====== Working data ======

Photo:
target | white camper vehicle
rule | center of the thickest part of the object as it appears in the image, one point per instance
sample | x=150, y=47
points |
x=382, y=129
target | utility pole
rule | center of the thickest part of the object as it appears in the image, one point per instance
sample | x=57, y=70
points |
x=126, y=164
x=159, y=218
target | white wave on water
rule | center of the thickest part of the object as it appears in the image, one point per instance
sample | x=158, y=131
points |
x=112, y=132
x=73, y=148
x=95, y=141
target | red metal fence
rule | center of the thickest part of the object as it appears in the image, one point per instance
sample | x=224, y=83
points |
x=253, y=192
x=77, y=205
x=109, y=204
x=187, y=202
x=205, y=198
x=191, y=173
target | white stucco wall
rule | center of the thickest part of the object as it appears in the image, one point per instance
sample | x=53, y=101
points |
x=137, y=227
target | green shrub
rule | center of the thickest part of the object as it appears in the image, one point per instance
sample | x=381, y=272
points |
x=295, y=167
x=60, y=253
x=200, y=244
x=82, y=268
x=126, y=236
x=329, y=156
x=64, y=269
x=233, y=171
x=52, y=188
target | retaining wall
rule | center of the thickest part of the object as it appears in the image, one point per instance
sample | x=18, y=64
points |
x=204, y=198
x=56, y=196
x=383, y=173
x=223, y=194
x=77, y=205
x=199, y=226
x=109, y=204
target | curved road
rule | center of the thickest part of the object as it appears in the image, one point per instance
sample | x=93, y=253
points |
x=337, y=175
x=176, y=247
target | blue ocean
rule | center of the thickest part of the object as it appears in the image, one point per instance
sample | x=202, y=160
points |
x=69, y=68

======

## What you are asked to do
Update the listing above by changing every "thickest" to "widest" and keeping all other lines as they are.

## Task result
Photo:
target | white camper vehicle
rule | center of the widest part of the object as it appears in the image, one point per instance
sample | x=150, y=47
points |
x=382, y=129
target | utility pole
rule | center of the widest part of the object as it appears in the image, one point per instance
sample | x=57, y=70
points |
x=126, y=164
x=159, y=218
target | white wave on water
rule | center of the widest part of the object as it appears in the image, one point per instance
sample | x=158, y=131
points |
x=112, y=132
x=73, y=148
x=95, y=141
target | red metal fence
rule | center of the widest part of the object as it appears in the image, one point per instance
sample | x=224, y=83
points |
x=253, y=192
x=77, y=205
x=109, y=204
x=187, y=202
x=205, y=198
x=191, y=173
target | white stucco wall
rule | center of the widest part of the object as it appears in the image, one point per instance
sample | x=53, y=101
points |
x=137, y=227
target | green shrub
rule | center of the widest part of the object as it appears in the image, one point per instance
sample | x=381, y=272
points |
x=295, y=167
x=60, y=253
x=200, y=244
x=82, y=268
x=126, y=236
x=329, y=156
x=64, y=269
x=233, y=171
x=52, y=188
target | retaining wall
rule | center of the widest part of the object as it appears in the image, one point per instance
sample | x=18, y=64
points |
x=204, y=198
x=56, y=196
x=383, y=173
x=223, y=194
x=77, y=205
x=199, y=226
x=109, y=204
target | curved road
rule | center of the widest part of the object as it appears in the image, one point per instance
sample | x=93, y=253
points |
x=337, y=175
x=176, y=247
target | blue ocean
rule | center of the widest part of the object as it appears in the image, one point per instance
sample | x=202, y=160
points |
x=69, y=68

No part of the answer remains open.